*Exercise prompt*: Below is a listing from which only part is wanted; return exactly the lines from the one with "Mark the snow on" up to and including the one with "Mark the metal".

*** Data excerpts Section Begins ***

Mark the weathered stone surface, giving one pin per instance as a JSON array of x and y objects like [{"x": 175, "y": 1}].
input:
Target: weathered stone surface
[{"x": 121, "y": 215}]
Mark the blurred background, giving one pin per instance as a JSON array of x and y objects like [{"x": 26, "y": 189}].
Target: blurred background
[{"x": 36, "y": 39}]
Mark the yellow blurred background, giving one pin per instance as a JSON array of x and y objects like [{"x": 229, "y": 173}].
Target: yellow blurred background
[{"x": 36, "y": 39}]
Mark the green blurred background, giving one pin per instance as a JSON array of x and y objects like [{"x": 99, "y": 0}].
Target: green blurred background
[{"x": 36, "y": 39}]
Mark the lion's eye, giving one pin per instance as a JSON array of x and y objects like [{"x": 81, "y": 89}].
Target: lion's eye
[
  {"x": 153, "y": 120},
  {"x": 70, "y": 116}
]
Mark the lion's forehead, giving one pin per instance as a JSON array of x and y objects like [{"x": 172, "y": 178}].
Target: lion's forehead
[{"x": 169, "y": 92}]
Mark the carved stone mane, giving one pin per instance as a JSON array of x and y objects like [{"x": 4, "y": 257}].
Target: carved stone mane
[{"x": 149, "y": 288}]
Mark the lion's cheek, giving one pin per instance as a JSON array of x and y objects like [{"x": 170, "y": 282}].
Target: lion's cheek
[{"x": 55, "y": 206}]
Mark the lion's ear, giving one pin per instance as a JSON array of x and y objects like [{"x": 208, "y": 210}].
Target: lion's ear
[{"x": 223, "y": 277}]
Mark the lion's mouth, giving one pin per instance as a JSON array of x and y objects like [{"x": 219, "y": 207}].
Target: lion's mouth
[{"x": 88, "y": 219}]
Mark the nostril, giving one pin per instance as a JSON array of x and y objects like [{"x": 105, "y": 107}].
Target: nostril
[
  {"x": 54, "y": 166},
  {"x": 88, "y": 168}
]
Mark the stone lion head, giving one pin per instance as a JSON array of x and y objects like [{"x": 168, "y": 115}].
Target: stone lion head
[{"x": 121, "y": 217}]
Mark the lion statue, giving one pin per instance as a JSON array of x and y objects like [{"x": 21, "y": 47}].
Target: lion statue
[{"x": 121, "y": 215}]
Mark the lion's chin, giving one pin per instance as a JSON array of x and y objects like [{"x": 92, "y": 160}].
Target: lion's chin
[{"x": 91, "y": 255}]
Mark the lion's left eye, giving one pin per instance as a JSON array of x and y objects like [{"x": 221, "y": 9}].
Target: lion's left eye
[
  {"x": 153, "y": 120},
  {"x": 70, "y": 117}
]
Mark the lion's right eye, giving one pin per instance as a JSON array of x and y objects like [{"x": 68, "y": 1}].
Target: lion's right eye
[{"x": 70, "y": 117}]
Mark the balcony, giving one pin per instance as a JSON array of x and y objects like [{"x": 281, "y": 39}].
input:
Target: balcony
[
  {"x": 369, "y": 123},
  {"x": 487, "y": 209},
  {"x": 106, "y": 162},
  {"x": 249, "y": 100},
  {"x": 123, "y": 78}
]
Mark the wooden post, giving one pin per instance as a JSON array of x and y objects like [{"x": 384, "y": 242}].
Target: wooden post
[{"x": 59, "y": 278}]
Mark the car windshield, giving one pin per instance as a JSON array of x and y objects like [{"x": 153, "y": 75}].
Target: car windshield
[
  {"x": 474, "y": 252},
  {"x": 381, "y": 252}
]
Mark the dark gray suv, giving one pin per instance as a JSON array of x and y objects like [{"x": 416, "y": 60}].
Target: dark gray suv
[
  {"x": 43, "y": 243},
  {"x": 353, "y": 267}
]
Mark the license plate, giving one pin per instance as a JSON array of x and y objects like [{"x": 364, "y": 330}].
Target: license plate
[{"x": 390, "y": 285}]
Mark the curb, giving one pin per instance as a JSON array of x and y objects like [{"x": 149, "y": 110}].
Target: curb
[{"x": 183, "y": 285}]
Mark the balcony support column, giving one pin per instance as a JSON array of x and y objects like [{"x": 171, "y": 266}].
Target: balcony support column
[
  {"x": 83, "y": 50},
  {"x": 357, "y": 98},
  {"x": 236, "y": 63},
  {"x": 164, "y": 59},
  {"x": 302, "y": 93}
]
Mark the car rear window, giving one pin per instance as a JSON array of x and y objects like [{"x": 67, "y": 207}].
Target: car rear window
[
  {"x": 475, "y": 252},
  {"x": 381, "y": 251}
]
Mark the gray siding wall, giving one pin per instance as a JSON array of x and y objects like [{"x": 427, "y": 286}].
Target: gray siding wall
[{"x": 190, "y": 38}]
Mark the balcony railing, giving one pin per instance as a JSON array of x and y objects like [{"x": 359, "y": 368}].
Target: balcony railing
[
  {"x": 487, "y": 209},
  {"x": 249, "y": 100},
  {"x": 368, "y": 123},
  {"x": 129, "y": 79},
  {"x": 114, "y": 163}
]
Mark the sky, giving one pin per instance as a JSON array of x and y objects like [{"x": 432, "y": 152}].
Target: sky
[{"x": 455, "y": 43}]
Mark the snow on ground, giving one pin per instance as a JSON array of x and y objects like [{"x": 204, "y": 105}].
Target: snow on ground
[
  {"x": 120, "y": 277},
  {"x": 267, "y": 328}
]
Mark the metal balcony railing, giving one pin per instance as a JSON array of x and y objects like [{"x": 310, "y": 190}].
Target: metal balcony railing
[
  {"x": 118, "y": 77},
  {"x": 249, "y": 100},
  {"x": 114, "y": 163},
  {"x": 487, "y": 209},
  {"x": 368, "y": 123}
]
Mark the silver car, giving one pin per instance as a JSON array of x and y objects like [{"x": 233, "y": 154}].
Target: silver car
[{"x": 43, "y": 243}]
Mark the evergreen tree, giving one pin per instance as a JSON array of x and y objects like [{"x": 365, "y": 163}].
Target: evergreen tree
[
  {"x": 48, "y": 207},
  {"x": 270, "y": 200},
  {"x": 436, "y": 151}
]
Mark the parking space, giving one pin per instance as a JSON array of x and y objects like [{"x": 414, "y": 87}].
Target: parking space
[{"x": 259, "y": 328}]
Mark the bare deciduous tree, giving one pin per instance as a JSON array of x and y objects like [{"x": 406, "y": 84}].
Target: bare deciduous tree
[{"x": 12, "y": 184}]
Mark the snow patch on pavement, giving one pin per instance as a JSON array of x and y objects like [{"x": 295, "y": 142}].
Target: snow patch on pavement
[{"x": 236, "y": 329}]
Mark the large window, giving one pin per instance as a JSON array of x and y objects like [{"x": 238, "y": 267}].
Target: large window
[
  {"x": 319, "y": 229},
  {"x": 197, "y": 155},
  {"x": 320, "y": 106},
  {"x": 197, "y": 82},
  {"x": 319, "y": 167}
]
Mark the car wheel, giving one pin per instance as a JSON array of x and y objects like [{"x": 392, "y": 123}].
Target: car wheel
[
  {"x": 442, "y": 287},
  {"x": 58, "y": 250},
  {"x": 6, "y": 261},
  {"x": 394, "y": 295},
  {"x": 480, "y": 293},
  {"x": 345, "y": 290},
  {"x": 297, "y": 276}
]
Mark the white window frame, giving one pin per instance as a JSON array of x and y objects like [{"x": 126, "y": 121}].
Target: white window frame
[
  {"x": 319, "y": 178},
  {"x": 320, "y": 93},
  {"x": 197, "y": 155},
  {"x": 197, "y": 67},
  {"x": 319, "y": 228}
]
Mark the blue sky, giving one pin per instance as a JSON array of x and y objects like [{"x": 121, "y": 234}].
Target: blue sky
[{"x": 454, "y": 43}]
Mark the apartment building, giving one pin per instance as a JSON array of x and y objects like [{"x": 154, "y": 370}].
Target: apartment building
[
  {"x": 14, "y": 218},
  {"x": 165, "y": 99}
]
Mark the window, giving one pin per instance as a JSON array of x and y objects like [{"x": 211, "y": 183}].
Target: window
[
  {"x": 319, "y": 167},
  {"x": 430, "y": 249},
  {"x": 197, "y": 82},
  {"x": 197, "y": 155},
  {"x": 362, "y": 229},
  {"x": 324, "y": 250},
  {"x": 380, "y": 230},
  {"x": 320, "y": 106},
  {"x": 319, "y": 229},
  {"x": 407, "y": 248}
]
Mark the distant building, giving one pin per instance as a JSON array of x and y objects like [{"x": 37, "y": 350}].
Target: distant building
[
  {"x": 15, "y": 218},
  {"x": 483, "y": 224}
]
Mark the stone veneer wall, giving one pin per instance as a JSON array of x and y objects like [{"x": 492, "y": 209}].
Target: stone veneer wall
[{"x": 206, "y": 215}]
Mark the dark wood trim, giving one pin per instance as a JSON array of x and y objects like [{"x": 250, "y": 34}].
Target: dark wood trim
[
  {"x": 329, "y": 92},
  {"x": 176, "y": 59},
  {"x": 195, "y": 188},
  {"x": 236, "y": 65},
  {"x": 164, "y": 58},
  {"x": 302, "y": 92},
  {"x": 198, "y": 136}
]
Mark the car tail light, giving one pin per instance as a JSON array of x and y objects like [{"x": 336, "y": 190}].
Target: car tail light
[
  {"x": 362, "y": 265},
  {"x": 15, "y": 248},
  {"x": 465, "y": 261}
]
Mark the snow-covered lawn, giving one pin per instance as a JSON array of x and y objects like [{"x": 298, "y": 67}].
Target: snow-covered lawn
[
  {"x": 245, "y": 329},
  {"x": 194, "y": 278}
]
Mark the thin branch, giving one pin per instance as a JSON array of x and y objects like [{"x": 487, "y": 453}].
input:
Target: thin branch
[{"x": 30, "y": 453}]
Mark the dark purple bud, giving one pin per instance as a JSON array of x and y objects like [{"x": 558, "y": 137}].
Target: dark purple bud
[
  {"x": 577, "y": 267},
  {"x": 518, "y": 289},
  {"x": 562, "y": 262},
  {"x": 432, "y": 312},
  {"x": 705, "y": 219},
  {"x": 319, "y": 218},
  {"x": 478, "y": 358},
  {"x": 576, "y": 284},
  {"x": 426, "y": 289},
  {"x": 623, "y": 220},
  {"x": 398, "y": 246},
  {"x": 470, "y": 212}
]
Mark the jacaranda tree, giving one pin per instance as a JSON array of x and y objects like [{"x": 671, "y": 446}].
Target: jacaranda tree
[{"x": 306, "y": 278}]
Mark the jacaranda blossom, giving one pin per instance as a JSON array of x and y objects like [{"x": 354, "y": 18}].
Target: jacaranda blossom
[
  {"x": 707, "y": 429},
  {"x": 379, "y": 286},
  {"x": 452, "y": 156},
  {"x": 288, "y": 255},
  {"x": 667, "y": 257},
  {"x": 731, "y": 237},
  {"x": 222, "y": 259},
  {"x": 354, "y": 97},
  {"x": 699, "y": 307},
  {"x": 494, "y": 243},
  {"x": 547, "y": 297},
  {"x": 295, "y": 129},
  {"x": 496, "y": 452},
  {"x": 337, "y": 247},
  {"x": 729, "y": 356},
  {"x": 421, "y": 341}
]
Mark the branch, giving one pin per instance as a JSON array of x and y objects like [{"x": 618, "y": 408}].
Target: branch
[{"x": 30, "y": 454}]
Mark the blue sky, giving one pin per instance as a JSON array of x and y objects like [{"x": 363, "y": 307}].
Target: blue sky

*** Data excerpts Section Ends ***

*Task answer*:
Mark the snow on ground, giving one pin per instance as a JSON array of x and y objects like [{"x": 204, "y": 105}].
Target: snow on ground
[
  {"x": 120, "y": 277},
  {"x": 267, "y": 328}
]
Mark the metal balcony railing, giving one pin per instance as a JSON array of x and y objects like [{"x": 310, "y": 190}].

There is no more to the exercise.